Requirements: Give the data below again exactly as written, without its pictures.

Records to process:
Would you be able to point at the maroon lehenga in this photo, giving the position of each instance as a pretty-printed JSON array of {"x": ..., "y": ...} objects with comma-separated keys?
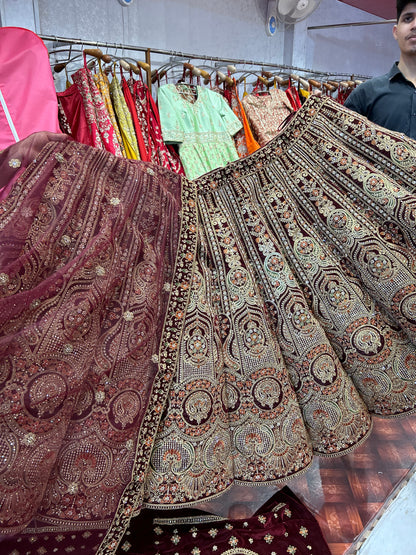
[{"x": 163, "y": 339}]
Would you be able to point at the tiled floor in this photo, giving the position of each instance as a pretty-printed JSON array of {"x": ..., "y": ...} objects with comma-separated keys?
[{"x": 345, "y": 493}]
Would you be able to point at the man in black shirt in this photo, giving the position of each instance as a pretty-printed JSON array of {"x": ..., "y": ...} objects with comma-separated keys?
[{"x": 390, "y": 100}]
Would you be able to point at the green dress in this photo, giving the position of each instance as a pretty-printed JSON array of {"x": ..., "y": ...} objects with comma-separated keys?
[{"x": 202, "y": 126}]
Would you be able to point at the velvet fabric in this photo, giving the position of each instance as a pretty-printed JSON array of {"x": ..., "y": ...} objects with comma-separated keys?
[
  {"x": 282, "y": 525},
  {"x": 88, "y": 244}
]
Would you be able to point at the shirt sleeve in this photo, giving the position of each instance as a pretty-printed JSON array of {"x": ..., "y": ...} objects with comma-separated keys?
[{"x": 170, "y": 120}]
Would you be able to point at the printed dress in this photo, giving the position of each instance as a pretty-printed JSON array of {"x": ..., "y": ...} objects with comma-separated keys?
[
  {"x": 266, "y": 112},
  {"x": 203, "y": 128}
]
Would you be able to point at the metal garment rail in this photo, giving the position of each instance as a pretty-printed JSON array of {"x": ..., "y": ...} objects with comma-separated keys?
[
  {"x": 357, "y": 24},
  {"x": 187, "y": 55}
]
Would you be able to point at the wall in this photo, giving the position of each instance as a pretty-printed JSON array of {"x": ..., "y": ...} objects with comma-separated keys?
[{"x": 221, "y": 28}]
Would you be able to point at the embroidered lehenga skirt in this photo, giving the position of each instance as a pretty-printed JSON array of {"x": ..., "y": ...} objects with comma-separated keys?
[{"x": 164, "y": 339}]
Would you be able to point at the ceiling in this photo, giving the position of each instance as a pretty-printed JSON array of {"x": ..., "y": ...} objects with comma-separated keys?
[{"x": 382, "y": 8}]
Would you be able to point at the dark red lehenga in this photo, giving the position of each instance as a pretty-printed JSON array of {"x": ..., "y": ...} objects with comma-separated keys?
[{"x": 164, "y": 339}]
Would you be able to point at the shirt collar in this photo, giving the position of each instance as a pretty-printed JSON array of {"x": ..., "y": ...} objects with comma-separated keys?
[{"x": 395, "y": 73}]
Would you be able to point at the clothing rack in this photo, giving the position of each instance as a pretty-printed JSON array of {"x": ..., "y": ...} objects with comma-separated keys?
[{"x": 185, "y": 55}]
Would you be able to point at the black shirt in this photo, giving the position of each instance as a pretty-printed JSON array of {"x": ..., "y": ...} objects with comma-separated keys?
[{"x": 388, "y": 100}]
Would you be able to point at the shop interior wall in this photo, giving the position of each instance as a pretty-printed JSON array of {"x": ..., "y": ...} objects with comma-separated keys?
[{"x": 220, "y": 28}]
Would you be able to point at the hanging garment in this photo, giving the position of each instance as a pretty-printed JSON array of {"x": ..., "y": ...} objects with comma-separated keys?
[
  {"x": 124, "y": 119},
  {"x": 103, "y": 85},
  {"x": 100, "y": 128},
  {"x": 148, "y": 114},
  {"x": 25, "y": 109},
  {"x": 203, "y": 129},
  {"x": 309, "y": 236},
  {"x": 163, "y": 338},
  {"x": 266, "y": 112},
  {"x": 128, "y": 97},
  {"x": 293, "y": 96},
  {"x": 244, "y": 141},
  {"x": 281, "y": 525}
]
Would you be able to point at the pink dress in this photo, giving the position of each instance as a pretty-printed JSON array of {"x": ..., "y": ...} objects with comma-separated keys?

Full solution:
Would you be able to point at the maroon lehenga in this photo, giving the position of each instance as a pretty-printed JSON array of {"x": ..., "y": ...} objects with comma-separated keys?
[{"x": 163, "y": 339}]
Would you be able to point at the tiled floor in this photo, giving the position of each instance as a pretty-printed JSON array of {"x": ..., "y": ...} objects with comma-separated keys?
[{"x": 345, "y": 493}]
Would you be able to point at the man in black shirt in this photo, giving the position of each instance as a pretty-printed JSON array of {"x": ..., "y": ...} objects with comma-separated keys?
[{"x": 390, "y": 100}]
Would you be able to point at the green dress in this photo, giving the position of each instance as a pretty-printed JSON array of {"x": ..., "y": ...} objects with comma-separated keys?
[{"x": 202, "y": 126}]
Would you be able to point at the velvet fabric in this photo, giving the position of each instance as a pretty-printed JSON array of {"x": ..., "y": ...} objects with comma-separated keys?
[
  {"x": 282, "y": 525},
  {"x": 88, "y": 244}
]
Would you be able to point at the shirt sleeve in this photo, giving the position of each instance as a pretty-printed JSON array of {"x": ..., "y": ...} objects with comma-separated keys?
[{"x": 170, "y": 120}]
Would you be able to point at the printed dress in this photo, giving the position of each instance as a pretty-printed JSON array of {"x": ..., "y": ...} objects with comma-separated keys?
[
  {"x": 266, "y": 112},
  {"x": 203, "y": 128}
]
Would you be able to point at the metal garment rail in this photo, giving the position of each instance as a pretty-printed JSON array of {"x": ..., "y": ...} objects with comma-separated keys?
[
  {"x": 357, "y": 24},
  {"x": 187, "y": 55}
]
Would you be able to point at the wall in this photo, giving the position of each instance as a pretty-printed JSON array of {"x": ..., "y": ...} objects with comma-separated keys?
[{"x": 221, "y": 28}]
Would you be able to point at the embroidered lehenga skirt in this photo, giving the position of each instance as a pretty-printed JSON array of {"x": ..., "y": ...} objects with comma-separated keys?
[{"x": 164, "y": 339}]
Would you be able to point at the ceiling in this photo, giving the position of each instance as a pretty-printed JSON array of {"x": ..., "y": ...} objects with comma-separated keys?
[{"x": 382, "y": 8}]
Would you be able to point at the dark red lehenga in this photo, giving the position of each instance as a pretty-printed JSON array of {"x": ..., "y": ...} objects with comma-separated keys?
[{"x": 164, "y": 339}]
Would you be able to point at the shirt collar in this photo, giving the position of each instance as a pretty-printed JSON array of {"x": ..., "y": ...} objects with comma-separated keys?
[{"x": 395, "y": 73}]
Would you be able to point at the clothing rack in this photo, giving the position of each instance as a pretty-printed JSON array of {"x": ..., "y": ...} objects with comma-separated keys?
[{"x": 185, "y": 55}]
Would you be able to point at the black shirt in this photo, giving the position of each instance as a pretty-printed JSON array of {"x": ..., "y": ...} objects with comma-separated keys?
[{"x": 388, "y": 100}]
Would you be able to point at the shop interior wall in this photo, giving the position of each instance as a pretty-printed JSON array of {"x": ..., "y": ...} objects with comma-separated keys?
[{"x": 220, "y": 28}]
Would you be able to point at the hanging garment in this photo, giving the position of each instance as a pretty-printed JSON array of {"x": ..., "y": ...} objects with comma-separated keys?
[
  {"x": 124, "y": 119},
  {"x": 103, "y": 85},
  {"x": 100, "y": 128},
  {"x": 148, "y": 114},
  {"x": 25, "y": 109},
  {"x": 203, "y": 129},
  {"x": 309, "y": 236},
  {"x": 163, "y": 338},
  {"x": 266, "y": 112},
  {"x": 128, "y": 97},
  {"x": 293, "y": 96},
  {"x": 244, "y": 141},
  {"x": 281, "y": 525}
]
Would you be able to point at the pink dress in this photo, giving the position of each instance as a pretty-printed JSON array of {"x": ..., "y": ...} objects with comma-separated keys?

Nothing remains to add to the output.